Task statement:
Extract every line of the material below that contains the string "roll". Case counts, so skip lines where the letters differ in case.

....................

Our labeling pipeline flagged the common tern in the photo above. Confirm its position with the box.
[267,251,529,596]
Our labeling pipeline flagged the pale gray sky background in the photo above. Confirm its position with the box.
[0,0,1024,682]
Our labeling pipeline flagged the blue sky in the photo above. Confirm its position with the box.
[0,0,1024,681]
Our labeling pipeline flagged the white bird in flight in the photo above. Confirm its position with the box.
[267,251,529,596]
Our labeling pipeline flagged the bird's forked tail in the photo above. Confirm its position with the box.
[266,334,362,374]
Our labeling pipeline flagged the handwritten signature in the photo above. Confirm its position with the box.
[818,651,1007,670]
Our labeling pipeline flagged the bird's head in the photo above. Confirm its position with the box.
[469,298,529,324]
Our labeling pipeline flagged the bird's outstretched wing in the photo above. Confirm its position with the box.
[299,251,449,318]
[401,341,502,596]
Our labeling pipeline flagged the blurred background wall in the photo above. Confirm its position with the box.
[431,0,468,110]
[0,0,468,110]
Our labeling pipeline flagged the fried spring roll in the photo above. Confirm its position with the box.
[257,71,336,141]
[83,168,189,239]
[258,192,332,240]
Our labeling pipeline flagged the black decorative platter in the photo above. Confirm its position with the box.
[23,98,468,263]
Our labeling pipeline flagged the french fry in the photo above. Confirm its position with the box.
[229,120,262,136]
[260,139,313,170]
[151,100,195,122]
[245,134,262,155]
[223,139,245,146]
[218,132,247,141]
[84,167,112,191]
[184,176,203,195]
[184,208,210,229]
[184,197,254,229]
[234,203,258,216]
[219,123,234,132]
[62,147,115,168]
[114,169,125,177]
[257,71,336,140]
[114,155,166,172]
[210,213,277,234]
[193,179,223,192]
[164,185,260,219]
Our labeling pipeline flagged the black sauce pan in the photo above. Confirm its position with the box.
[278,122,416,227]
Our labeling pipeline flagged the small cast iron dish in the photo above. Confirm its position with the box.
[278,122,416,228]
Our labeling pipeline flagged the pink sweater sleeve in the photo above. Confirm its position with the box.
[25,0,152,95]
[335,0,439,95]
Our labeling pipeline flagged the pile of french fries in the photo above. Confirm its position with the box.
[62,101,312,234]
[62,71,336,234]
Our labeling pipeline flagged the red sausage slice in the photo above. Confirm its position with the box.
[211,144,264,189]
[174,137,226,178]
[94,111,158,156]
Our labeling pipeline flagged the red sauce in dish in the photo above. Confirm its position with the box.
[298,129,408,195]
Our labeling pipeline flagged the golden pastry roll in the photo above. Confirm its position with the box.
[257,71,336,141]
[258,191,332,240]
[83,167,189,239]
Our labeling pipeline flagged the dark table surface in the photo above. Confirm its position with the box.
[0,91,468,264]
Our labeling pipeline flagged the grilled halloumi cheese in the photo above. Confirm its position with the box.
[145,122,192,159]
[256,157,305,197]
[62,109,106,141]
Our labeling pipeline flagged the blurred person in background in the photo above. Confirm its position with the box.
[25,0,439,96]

....................

Exercise output:
Our labeling pipeline flagged the fried spring roll in the photo above. Confirm its position with the box.
Our labeling pipeline flagged the golden pastry roll in the photo above. Confirm its position with the box.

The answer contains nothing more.